◆ EXERCISE PROMPT ◆
Extract, verbatim, all lines starting at the one containing "Mark one point per instance of the woman" and ending with the final line of the listing, and no others.

◆ Location identification entries ◆
## BEGIN

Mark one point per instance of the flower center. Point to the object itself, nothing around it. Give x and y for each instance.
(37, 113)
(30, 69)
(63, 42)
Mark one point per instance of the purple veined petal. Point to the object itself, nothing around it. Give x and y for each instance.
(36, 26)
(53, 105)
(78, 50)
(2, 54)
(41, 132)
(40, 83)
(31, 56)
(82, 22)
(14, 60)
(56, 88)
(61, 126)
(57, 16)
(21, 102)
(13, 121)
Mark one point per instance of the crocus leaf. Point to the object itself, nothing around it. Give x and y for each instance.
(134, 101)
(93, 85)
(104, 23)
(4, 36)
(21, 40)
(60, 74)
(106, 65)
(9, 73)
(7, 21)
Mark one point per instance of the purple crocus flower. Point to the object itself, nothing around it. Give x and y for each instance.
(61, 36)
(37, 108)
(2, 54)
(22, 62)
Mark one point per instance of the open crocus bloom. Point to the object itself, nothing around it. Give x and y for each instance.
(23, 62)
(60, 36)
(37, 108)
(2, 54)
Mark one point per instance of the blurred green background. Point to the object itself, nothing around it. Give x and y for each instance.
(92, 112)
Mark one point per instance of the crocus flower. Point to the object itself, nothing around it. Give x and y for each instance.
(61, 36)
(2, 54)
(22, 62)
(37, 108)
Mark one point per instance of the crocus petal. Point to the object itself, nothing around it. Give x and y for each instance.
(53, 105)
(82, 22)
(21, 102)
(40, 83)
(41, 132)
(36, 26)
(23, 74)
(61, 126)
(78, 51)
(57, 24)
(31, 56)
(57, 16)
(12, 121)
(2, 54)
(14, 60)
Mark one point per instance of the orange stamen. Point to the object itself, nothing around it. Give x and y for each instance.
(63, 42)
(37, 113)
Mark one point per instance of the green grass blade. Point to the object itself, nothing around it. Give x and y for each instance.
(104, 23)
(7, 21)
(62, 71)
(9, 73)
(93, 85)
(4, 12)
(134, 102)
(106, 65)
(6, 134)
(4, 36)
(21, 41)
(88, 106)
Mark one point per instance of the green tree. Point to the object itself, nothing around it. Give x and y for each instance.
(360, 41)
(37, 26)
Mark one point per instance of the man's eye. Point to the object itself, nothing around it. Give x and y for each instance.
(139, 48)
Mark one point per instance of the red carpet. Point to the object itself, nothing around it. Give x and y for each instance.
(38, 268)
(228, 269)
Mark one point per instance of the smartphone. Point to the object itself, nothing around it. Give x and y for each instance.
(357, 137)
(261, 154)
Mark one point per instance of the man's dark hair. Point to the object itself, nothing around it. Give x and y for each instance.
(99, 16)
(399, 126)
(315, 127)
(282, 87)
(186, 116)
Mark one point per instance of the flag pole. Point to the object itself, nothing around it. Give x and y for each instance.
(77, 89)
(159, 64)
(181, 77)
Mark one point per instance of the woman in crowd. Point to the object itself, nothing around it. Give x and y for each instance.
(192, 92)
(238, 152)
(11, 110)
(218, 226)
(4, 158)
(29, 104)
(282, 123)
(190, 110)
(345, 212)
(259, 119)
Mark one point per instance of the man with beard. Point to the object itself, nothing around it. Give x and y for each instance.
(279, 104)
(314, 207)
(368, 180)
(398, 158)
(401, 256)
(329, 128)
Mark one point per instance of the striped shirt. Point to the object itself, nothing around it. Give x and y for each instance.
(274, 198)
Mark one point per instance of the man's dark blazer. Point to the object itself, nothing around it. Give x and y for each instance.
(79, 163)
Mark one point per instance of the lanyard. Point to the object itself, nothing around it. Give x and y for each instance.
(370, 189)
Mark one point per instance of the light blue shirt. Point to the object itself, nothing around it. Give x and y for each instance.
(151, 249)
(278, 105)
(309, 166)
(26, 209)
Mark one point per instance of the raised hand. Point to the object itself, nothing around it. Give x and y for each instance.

## END

◆ EXERCISE RESULT ◆
Mark one point per instance of the woman in crowd. Point to the object itself, nothing around it. Give x and y for each instance.
(192, 92)
(238, 152)
(11, 110)
(218, 226)
(4, 158)
(29, 104)
(282, 123)
(190, 110)
(345, 212)
(259, 119)
Mark one point per instance of the man with beard. Point to the object itself, nothing around it. Give x and y for each instance.
(279, 104)
(314, 207)
(368, 180)
(398, 158)
(401, 256)
(329, 128)
Mark one point per instance of the striped shirt. Point to the object itself, nothing around it. Give x and y for each instance.
(274, 198)
Mark one point per instance of the man's dark blazer. Point to the object itself, nothing around it. Give x and y for each instance.
(79, 163)
Mark one point per instance of the lanyard. Point to the object itself, nothing around it. Give x and y for each instance.
(370, 189)
Mark one point per instance of the light blue shirt. Point to the object itself, nothing around it. Give x and y for each instance.
(151, 249)
(278, 105)
(309, 166)
(26, 209)
Mark one point per instance of the raised hand. Point to the object itself, nothing around it. Give x and y for each instance.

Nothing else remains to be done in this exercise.